TEXT SECTION

● ● ● ●

I have never had to mix in 5.1 yet. I would be interested to know more about what is missing that would require environment work arounds or what is missing that can’t even be worked around?


----------



## gsilbers (Feb 8, 2019)

babylonwaves said:


> and that's why the vids - i'm in the same boat and they really help me to see the little things which come with every update



videos most of the time help me remeber all the stuff i forgot... or used it once.. was meh and then 10 years later was like oh.. that might of been usefull for one project i also forgot about.. oh getting old. 
normally new features i see the initial info on apple and check out the ones i need or fixes for stuff i use. but most of the time is new drummer this, new shiney toy that... meh. but there are so different ways poeple use it that im sure the videos are useful.


----------



## gsilbers (Feb 8, 2019)

Dewdman42 said:


> I have never had to mix in 5.1 yet. I would be interested to know more about what is missing that would require environment work arounds or what is missing that can’t even be worked around?



you might get a better answer if you search for charlie clouser logic 5.1 setup. 

Its just things like routing and simple workflows. apple wants you to work a certain way and sometimes they are spot on but other times its not. if you work the way they want (you can check out some videos) then its not too bad. but i just use pro tools hd for surround work.


----------



## Dewdman42 (Feb 8, 2019)

Can you give me one example?


----------



## dgburns (Feb 8, 2019)

Dewdman42 said:


> Can you give me one example?



So I score in 5.1 in Logic.

-Only one surround out from audio interface possible (but I’m told this would be easy for the dev’s to fix and they even know how to implement easily)

-One surround out means only one bounce source as well, the master out.

● ● ● ●

RECORDED INFORMATION
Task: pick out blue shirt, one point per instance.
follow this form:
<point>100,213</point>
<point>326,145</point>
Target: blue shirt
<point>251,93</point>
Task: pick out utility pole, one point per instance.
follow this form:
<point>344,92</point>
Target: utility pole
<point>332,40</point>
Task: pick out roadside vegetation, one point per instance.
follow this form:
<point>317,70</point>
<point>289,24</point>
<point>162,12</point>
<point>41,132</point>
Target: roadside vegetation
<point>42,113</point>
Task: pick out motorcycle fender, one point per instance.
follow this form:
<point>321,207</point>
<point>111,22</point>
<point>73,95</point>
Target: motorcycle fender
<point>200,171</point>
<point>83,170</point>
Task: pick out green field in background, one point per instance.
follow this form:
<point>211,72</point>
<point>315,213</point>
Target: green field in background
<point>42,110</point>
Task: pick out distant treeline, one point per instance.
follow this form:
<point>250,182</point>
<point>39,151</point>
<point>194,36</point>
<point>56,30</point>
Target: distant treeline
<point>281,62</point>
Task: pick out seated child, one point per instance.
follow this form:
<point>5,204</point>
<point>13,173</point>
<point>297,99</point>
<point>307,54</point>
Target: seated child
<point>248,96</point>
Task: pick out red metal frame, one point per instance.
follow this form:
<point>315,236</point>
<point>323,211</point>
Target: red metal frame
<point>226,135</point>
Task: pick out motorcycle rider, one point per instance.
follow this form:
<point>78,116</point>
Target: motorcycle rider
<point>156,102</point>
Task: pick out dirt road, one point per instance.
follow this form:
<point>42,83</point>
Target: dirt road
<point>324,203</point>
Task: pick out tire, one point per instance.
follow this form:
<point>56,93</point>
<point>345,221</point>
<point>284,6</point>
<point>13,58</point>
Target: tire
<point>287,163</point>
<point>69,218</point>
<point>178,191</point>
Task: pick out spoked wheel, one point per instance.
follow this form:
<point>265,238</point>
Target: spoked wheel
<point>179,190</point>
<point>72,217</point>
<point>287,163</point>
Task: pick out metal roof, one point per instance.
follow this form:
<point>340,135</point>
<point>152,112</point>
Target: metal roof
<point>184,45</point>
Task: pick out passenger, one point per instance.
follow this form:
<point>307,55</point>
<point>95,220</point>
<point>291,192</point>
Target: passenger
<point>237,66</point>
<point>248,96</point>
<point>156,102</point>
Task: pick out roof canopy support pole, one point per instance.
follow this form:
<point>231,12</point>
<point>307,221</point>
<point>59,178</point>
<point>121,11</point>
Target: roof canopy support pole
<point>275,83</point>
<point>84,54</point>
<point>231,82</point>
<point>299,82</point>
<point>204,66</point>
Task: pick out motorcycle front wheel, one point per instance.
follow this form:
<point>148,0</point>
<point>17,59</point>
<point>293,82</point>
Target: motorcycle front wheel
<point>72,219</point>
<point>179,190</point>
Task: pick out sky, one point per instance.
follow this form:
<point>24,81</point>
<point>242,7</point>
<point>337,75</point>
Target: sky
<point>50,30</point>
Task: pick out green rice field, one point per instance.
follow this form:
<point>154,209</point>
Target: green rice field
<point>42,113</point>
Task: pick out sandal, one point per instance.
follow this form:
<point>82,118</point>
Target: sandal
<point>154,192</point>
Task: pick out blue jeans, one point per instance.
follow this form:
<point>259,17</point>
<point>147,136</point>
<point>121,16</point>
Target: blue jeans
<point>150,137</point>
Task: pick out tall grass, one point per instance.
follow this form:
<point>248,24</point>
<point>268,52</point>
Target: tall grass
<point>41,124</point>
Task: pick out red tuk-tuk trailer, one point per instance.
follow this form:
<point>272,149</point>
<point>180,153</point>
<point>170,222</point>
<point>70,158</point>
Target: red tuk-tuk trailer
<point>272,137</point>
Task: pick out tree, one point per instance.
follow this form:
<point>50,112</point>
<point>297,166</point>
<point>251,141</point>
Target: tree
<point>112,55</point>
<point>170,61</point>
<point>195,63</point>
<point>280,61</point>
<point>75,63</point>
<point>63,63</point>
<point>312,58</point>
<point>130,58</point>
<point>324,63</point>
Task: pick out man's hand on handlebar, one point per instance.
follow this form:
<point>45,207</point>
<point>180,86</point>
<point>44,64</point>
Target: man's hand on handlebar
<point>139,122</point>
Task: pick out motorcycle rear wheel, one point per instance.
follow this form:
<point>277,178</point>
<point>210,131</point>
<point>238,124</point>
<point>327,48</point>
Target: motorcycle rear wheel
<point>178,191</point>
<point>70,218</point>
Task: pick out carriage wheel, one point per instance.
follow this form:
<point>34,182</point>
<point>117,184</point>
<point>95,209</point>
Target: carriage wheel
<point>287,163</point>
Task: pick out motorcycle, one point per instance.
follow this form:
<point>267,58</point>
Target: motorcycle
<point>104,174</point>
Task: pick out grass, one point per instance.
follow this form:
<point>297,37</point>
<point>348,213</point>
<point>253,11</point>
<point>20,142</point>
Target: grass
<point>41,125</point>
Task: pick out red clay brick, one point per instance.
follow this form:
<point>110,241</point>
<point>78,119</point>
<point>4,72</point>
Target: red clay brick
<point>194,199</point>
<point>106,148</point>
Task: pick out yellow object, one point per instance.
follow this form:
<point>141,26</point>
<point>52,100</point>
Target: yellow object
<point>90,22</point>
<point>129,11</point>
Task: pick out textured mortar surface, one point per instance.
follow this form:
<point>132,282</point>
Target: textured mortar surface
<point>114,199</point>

● ● ● ●

TO BE DONE
Summarize the forum thread on 5.1 mixing in Logic in two sentences. The items have nothing to do with the forum thread.

WRITTEN SOLUTION
Dewdman42, who has never mixed in 5.1, asks what is missing for surround work, and gsilbers answers that the trouble lies in routing and simple workflows, adding that Pro Tools HD is the tool gsilbers uses for surround. Asked for an example, dgburns, who scores in 5.1 in Logic, notes that only one surround output from the audio interface is possible, which also leaves the master out as the only bounce source.